[Photo-based referring expression data]

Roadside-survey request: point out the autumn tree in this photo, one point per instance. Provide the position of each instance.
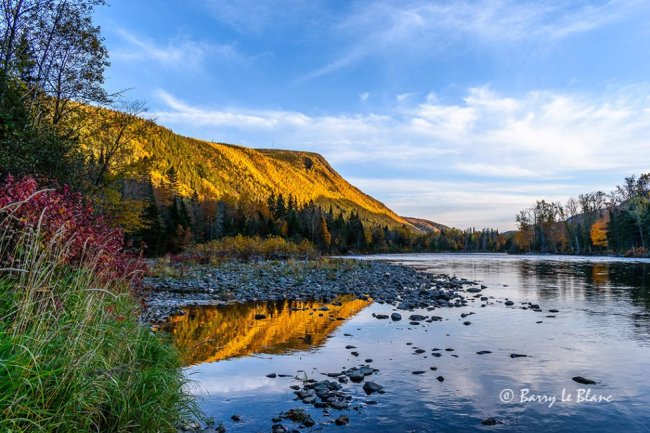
(598, 232)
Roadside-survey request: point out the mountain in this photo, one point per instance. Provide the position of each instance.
(426, 226)
(211, 170)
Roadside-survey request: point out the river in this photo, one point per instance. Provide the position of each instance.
(601, 332)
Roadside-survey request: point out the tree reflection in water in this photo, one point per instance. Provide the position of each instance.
(213, 333)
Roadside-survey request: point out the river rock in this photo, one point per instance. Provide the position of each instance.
(372, 387)
(583, 380)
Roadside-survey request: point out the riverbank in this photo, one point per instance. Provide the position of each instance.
(325, 279)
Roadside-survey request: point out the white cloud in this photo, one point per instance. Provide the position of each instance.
(179, 52)
(396, 29)
(503, 142)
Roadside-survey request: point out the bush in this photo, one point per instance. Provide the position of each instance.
(247, 248)
(73, 356)
(64, 220)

▸ TASK STATEMENT
Copy the entries above verbatim. Pictures do not belong in the copy.

▸ PROBLEM SOLUTION
Roadside-survey request: point out the autumn tree in this photo, one point per instance. Provide the position of each instance.
(598, 232)
Roadside-survey request: point out the mountain in this photo, one point per instance. Provide the position of each instance.
(426, 226)
(211, 170)
Roadside-survey request: point out the river in this photo, one point per instance. Provide the position of each instance.
(601, 332)
Roadside-survey request: point out the tree reflection in water in this photo, one point per instance. Provide the position of each instance.
(213, 333)
Roadside-survey request: point out the river rock in this photo, one point per instance. Provide the position of each instance.
(372, 387)
(583, 380)
Roadside-survey request: point out the riverbank in this photo, one point per instance. Provide the position of each instance.
(325, 279)
Roadside-survey request: point out the white cloud in this photo, one point per instance. Provide the position of each instance.
(179, 52)
(396, 29)
(503, 142)
Roadside-survey request: point out the bush in this photo, one point per instance. Provide the position of each instance.
(247, 248)
(73, 356)
(64, 220)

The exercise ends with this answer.